*EXTRACTED DATA*
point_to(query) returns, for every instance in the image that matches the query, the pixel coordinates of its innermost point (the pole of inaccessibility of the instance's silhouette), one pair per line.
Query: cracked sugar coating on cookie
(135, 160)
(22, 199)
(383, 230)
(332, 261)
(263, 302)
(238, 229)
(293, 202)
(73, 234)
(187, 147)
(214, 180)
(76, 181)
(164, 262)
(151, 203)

*WHAT THIS TASK INVOLVES*
Write out each entry again, character for character.

*THE ANSWER*
point_to(query) returns, for every instance in the image that matches the query, the pixel coordinates of its innermost point (the pole of inaccessibility of the instance's silhouette), one pair per line.
Query: cracked sugar coating on cookie
(135, 160)
(22, 199)
(383, 230)
(332, 261)
(263, 302)
(238, 229)
(293, 202)
(73, 234)
(187, 147)
(214, 180)
(76, 181)
(164, 262)
(151, 203)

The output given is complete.